WHAT YOU HAVE TO DO:
Which lines of the data below include the string "curtain"? Return each of them.

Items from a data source
++++

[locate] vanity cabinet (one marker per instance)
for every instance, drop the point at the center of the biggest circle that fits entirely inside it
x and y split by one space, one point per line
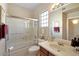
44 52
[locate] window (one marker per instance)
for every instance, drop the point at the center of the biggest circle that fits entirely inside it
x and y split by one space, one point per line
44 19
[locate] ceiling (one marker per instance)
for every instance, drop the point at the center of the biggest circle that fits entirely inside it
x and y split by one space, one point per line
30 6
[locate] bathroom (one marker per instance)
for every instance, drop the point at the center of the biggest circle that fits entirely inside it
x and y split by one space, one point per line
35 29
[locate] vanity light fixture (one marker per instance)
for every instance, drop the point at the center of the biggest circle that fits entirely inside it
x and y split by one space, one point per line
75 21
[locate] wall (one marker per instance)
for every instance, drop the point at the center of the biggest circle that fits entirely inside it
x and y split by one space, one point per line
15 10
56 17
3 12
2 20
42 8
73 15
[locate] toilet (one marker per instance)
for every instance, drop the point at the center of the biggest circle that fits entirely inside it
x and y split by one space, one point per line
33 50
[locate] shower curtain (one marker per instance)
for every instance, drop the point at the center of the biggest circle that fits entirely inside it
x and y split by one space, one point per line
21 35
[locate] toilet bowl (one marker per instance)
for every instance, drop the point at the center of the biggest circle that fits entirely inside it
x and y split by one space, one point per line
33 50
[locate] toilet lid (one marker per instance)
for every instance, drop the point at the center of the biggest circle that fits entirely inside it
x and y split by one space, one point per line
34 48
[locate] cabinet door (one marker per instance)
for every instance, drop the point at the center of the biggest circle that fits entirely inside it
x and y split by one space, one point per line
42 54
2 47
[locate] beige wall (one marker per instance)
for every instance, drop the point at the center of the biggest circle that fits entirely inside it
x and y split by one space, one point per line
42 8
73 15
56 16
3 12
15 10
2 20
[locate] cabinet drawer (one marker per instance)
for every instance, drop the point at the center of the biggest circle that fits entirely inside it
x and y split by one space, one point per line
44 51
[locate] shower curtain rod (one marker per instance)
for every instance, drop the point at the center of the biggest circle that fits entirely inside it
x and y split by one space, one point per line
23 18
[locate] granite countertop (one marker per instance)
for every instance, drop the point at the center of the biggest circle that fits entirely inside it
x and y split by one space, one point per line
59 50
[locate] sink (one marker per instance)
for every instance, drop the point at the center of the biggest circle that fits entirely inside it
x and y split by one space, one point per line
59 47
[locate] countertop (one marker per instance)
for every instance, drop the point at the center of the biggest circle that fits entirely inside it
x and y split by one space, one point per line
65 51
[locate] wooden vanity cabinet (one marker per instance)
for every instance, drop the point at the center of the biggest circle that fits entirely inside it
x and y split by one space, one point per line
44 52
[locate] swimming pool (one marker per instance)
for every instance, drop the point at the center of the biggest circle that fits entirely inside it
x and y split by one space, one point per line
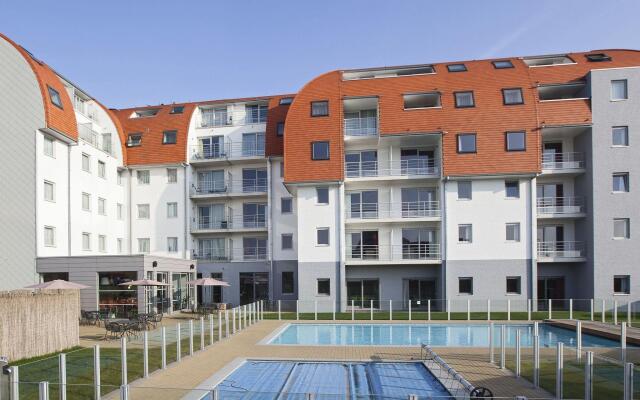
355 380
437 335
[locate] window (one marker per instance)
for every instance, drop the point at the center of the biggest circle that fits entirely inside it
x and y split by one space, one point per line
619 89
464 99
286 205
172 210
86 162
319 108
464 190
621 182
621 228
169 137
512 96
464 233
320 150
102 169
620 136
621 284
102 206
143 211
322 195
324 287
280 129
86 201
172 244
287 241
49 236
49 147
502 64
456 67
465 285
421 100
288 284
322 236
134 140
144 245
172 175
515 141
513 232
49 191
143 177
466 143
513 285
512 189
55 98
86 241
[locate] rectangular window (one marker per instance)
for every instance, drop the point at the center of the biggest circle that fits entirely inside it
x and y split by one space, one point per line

++++

ANSWER BOX:
[locate] shower curtain (one marker per instance)
[locate] shower curtain rod (one marker per instance)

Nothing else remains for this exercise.